List of tasks →
1 – Answer these from the Baidu stock article:
(a) By what percentage have Baidu shares fallen since their peak?
(b) How far below its earlier high is ChinaCache now trading?
(c) What per-share profit do analysts now expect from Baidu for 2012?
2 – Extend the Baidu stock article with a few more paragraphs that pick up after its final sentence.

This may not seem like the best time to begin dabbling in China's fallen dot-com darlings.

Chinese growth stocks are dropping like flies. There's a real investor confidence problem out there, compounded by six weeks of general market declines. However, this is also shaping up to be an ideal time to begin warming up to Baidu (Nasdaq: BIDU).

Let's go over a few of the reasons to consider China's largest search engine at a time when investors aren't searching in China at all.

1. Baidu isn't broken.
Shares of Baidu have fallen 24% since peaking two months ago.

It's one of the lucky ones. Leading online portal SINA (Nasdaq: SINA) has shed 42% of its value, and that's with its red-hot Twitter-esque Weibo continuing to gain traction in the world's most populous nation. ChinaCache (Nasdaq: CCIH) was one of last year's hottest IPOs, but the Web services provider is now trading a whopping 80% off its earlier high.

Investors need to disconnect a stock's popularity with its fundamentals. Buying into Baidu may be out of favor, but analysts haven't been more encouraged about the company's prospects than they are right now.

Three months ago, Wall Street targeted a profit of $2.48 a share out of Baidu this year and $3.61 a share for next year. Now the pros see earnings of $2.64 a share this year and $3.97 a share come 2012.

Material shown →
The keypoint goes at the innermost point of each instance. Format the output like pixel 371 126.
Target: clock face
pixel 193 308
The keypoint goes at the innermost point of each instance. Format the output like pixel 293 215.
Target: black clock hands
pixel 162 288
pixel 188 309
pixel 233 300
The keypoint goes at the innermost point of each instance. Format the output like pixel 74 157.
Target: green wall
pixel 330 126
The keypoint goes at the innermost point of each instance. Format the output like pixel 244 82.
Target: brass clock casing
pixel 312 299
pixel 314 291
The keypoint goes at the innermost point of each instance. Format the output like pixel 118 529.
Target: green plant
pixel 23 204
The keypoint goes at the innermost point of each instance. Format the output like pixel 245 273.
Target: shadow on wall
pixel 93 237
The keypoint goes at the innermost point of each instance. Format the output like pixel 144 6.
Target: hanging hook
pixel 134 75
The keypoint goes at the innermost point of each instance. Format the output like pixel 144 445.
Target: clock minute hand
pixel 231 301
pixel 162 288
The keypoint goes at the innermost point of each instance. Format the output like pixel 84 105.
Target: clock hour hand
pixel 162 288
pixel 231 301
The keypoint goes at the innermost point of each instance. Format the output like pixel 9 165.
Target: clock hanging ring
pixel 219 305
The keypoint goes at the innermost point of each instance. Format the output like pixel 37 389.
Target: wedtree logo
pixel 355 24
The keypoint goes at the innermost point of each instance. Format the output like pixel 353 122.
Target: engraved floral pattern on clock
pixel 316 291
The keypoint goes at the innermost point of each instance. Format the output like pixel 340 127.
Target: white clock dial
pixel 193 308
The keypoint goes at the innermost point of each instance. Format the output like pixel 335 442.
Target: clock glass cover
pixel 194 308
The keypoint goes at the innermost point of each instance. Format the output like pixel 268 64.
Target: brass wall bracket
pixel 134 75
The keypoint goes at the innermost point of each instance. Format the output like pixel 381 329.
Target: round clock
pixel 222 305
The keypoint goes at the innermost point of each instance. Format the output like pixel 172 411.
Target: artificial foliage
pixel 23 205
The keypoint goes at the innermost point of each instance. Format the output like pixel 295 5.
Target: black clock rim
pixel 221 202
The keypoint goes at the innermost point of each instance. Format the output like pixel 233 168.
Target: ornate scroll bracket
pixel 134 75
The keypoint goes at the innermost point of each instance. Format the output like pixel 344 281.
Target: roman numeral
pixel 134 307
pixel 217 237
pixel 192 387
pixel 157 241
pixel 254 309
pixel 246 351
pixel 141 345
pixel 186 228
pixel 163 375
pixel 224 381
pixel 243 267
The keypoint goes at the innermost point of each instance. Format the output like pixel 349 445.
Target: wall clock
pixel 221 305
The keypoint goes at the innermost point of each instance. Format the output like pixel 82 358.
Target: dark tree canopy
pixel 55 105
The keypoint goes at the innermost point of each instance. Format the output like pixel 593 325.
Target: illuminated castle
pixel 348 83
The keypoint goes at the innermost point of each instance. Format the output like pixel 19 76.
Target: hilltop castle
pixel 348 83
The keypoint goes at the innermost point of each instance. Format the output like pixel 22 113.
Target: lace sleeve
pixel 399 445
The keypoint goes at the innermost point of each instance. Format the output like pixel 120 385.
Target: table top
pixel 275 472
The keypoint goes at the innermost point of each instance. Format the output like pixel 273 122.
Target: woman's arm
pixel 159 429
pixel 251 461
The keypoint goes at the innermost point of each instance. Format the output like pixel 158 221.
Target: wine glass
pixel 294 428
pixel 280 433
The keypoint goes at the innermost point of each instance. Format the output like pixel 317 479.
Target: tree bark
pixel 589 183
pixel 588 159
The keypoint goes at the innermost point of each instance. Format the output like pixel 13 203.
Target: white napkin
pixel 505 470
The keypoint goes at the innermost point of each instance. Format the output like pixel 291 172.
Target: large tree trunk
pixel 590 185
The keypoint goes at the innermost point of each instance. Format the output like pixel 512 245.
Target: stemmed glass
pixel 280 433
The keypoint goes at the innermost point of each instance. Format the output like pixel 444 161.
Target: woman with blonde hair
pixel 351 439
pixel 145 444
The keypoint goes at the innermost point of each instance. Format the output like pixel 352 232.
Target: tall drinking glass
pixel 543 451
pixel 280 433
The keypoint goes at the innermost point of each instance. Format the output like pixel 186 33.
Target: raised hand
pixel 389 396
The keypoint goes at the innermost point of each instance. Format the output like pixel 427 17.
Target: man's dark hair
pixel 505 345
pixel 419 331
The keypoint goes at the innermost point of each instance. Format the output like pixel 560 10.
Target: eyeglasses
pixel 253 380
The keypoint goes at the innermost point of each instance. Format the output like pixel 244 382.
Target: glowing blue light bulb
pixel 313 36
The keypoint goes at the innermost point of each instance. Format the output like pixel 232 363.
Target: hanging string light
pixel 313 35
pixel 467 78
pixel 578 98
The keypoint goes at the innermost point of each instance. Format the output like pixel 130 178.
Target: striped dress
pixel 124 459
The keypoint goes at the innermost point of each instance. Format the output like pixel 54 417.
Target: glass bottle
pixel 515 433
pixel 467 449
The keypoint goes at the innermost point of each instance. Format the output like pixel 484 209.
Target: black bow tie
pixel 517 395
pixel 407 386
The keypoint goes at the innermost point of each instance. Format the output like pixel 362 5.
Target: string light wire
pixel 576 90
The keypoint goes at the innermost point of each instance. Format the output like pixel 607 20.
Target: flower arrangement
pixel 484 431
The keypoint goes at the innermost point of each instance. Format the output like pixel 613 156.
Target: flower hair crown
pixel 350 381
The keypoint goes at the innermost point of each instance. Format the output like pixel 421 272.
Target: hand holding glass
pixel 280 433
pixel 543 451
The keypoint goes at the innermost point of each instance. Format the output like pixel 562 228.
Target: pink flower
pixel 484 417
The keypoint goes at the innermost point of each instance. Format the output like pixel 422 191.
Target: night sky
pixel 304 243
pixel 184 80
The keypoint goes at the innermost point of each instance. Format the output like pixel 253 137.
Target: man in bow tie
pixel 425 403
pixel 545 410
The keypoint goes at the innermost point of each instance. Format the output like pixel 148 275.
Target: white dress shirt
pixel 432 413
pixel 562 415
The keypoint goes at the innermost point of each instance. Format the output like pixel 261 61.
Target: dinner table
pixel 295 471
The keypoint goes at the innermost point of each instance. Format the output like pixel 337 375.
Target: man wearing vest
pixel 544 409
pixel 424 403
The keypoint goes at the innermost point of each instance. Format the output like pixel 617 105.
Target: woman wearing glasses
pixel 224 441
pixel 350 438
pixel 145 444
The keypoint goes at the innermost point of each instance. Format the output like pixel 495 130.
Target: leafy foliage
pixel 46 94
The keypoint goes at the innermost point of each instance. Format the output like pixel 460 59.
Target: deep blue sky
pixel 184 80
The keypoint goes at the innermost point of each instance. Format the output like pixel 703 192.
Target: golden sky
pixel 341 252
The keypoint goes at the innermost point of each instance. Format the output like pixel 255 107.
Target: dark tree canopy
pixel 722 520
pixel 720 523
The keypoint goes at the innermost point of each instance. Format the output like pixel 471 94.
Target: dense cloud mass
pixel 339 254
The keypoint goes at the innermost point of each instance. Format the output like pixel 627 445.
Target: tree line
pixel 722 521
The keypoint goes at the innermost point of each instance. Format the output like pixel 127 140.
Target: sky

Written answers →
1 –
(a) 24%
(b) 80%
(c) $3.97 a share

2 –
2. The valuation is tempting.
You don't need to be a mathematical wunderkind to know that a falling share price coupled with improving profitability results in contracting P/E multiples.

With last night's close of $118.03 and the now beefier net income target of $3.97 a share for next year, Baidu's trading at a forward multiple of a mere 29.7.

When's the last time that you could've bought into Baidu at a year-ahead P/E of less than 30? It's still a high number, but Baidu is growing at a headier clip than that and will likely continue to do so for several more years.

Analysts see revenue climbing 67% this year and 51% next year, with Baidu's bottom line growing even faster.

Baidu's too cheap to ignore relative to its growth.

3. The comparisons get better.
Baidu has always been a speedster relative to Google (Nasdaq: GOOG), but now we have another regional search engine to chew on. Russia's Yandex (Nasdaq: YNDX) went public at $25 last month and is still trading nicely above its initial price tag.

The same can't be said for Baidu over the past month, though investors will eventually realize that Baidu is growing faster and serves a much larger market. Baidu may already command a much larger market cap than Yandex, but comparing Baidu's growth over the next few quarters with that of Yandex and Google should be a rewarding practice from Baidu's perspective.

4. Catalysts are everywhere.
Even if Chinese stocks fail to claw their way back into investor fancy, there are plenty of Baidu-specific news items that may propel the stock higher.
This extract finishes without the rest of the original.